— START OF Data shown —

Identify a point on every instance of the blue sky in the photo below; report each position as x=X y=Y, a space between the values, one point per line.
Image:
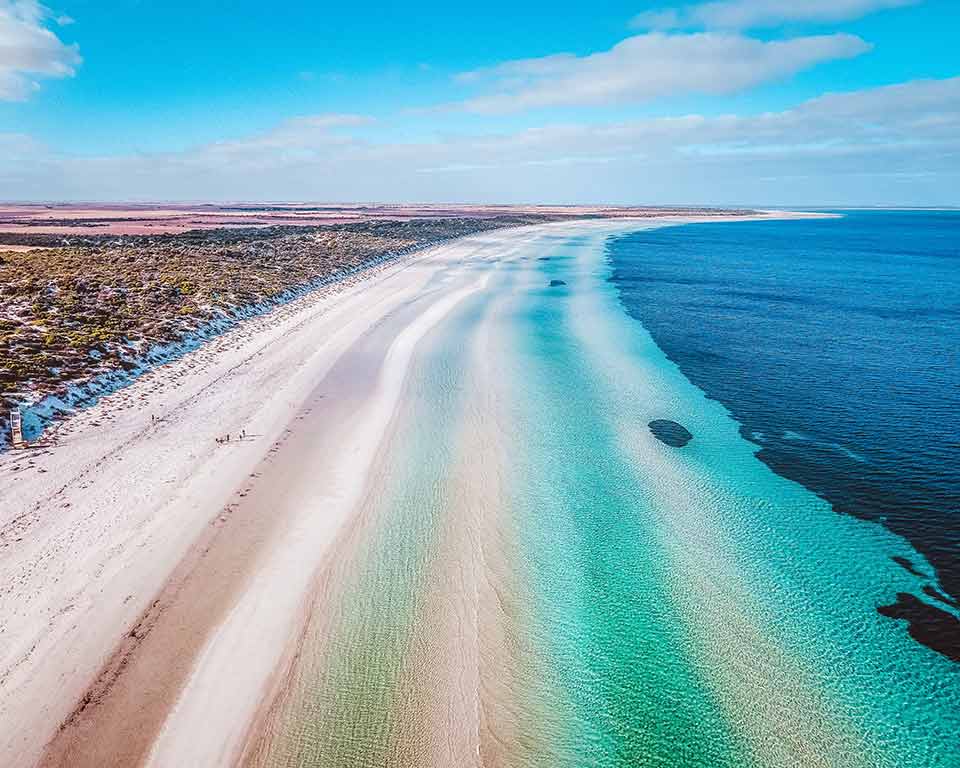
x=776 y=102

— END OF Data shown —
— START OF Data shown —

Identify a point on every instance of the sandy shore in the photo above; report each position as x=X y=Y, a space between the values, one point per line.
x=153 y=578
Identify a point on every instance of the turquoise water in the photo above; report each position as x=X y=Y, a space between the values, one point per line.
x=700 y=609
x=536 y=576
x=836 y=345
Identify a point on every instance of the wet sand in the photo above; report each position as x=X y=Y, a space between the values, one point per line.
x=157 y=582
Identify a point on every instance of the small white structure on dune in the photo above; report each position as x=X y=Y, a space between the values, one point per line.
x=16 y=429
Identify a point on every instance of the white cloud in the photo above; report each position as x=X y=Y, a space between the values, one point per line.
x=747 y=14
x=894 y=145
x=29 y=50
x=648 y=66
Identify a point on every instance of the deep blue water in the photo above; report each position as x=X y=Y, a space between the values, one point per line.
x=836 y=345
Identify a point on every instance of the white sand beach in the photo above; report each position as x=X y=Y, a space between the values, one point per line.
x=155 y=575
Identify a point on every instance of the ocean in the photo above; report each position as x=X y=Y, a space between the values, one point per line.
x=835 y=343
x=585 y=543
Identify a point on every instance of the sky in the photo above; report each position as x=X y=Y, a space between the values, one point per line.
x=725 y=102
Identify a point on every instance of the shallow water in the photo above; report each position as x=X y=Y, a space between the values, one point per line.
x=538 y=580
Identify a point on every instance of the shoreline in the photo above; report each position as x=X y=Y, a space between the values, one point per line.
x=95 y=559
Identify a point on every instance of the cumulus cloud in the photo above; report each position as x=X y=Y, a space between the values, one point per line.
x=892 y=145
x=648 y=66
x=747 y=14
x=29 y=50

— END OF Data shown —

*Your task*. Copy the lines starting at the one that contains "Identify a point on every instance of the blue" and ending at the one that contains "x=776 y=102", renaming "blue sky" to "clear sky" and leaving everything else as it is. Omit the pictures.

*Output of the exercise*.
Identify a point on every instance of the clear sky in the photo below; report each position as x=X y=Y, a space between the values, one point per line.
Image:
x=776 y=102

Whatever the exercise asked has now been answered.